TASK BRIEF – Please continue the passage below on 802.11 extended service sets and virtual access points, picking up right after its final sentence.

TEXT SEGMENT –
..........
Extended service areas
BSSs can create coverage in small offices and homes, but they cannot provide network coverage to larger areas. 802.11 allows wireless networks of arbitrarily large size to be created by linking BSSs into an extended service set (ESS). An ESS is created by chaining BSSs together with a backbone network. All the access points in an ESS are given the same service set identifier (SSID), which serves as a network "name" for the users.
802.11 does not specify a particular backbone technology; it requires only that the backbone provide a specified set of services. In Figure 2-5, the ESS is the union of the four BSSs (provided that all the access points are configured to be part of the same ESS). In real-world deployments, the degree of overlap between the BSSs would probably be much greater than the overlap in Figure 2-5. In real life, you would want to offer continuous coverage within the extended service area; you wouldn't want to require that users walk through the area covered by BSS3 when en route from BSS1 to BSS2.
Figure 2-5. Extended service set
Stations within the same ESS may communicate with each other, even though these stations may be in different basic service areas and may even be moving between basic service areas. For stations in an ESS to communicate with each other, the wireless medium must act like a single layer 2 connection. Access points act as bridges, so direct communication between stations in an ESS requires that the backbone network also look like a layer 2 connection. First-generation access points required direct layer 2 connections through hubs or virtual LANs; newer products implement a variety of tunneling technologies to emulate the layer 2 environment.
Extended service areas are the highest-level abstraction supported by 802.11 networks. Access points in an ESS operate in concert to allow the outside world to use the station's MAC address to talk to a station no matter what its location is within the ESS. In Figure 2-5, the router uses the station's MAC address as the destination to deliver frames to a mobile station; only the access point with which that mobile station is associated delivers the frame. The router remains ignorant of the location of the mobile station and relies on the access points to deliver the frame.
Multi-BSS environments: "virtual APs"
Early 802.11 radio chips had the ability to create a single basic service set. An AP could have connect users to only one "wireless network," and all users on that network had similar, if not identical, privileges. In early deployments with limited user counts, a single logical network was sufficient. As wireless networking grew in popularity, one network no longer sufficed.
As an example, most organizations get regular visitors, many of whom have 802.11 equipment and need (or strongly desire) Internet access. Guests are not trusted users. One common way of coping with guest access is to create two extended service sets on the same physical infrastructure. Current 802.11 chipsets can create multiple networks with the same radio. Using modern chipsets, each access point hardware device can create two BSSs, one for the network named guest, and one for the network named internal. Within the AP, each SSIDs is associated with a VLAN. The guest network is connected to a VLAN prepared for public access by unknown and untrusted users, and is almost certainly attached outside the firewall.
Wireless devices see two separate networks in the radio domain, and can connect to whatever one suits their needs. (Naturally, the internal network is probably protected by authentication prevent unauthorized use.) Users who connect to the wireless network named guest will be placed on the guest VLAN, while users who connect to the wireless network named internal will be authenticated and placed on the internal network.
This somewhat contrived example illustrates the development of what many call virtual access points. Each BSS acts like its own self-contained AP, with its own ESSID, MAC address, authentication configuration, and encryption settings. Virtual APs are also used to create parallel networks with different security levels, a configuration that will be discussed in Chapter 22. Current 802.11 radio chipsets have the ability to create 32 or even 64 BSSes, which is adequate for nearly every configuration.
..........
STORED DATA –
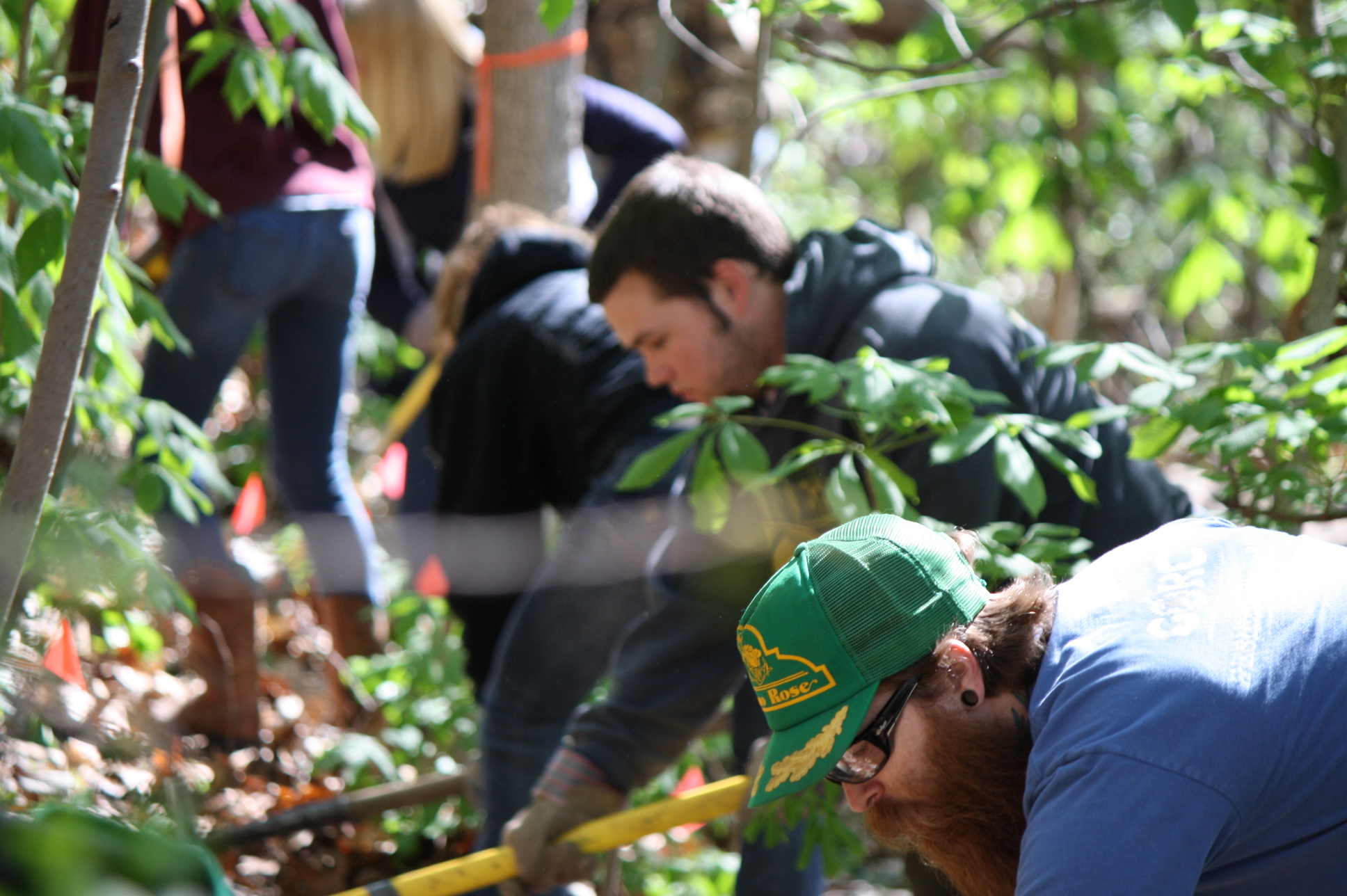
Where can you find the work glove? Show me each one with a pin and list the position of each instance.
..........
TASK OUTPUT –
Robust security networks (RSNs)
Early wireless LANs proved to have feeble built-in security. 802.11i, which was ratified in June 2004, specifies a set of improved security mechanisms that provide robust security network associations (RSNAs). Robust security network associations are formed when improved the authentication and confidentiality protocols defined in 802.11i are in use. Support for 802.11i may be composed of hardware, software, or both, depending on the exact architecture of a particular device. Hardware which does not support the improved protocols is referred to as pre-RSN capable. Many recent pre-RSN capable devices may be upgradeable to support 802.11i, but most older devices will not be upgradeable.
The Distribution System, Revisited
With an understanding of how an extended service set is built, I'd like to return to the concept of the distribution system. 802.11 describes the distribution system in terms of the services it provides to wireless stations. While these services will be described in more detail later in this chapter, it is worth describing their operation at a high level. The distribution system provides mobility by connecting access points. When a frame is given to the distribution system, it is delivered to the right access point and relayed by that access point to the intended destination.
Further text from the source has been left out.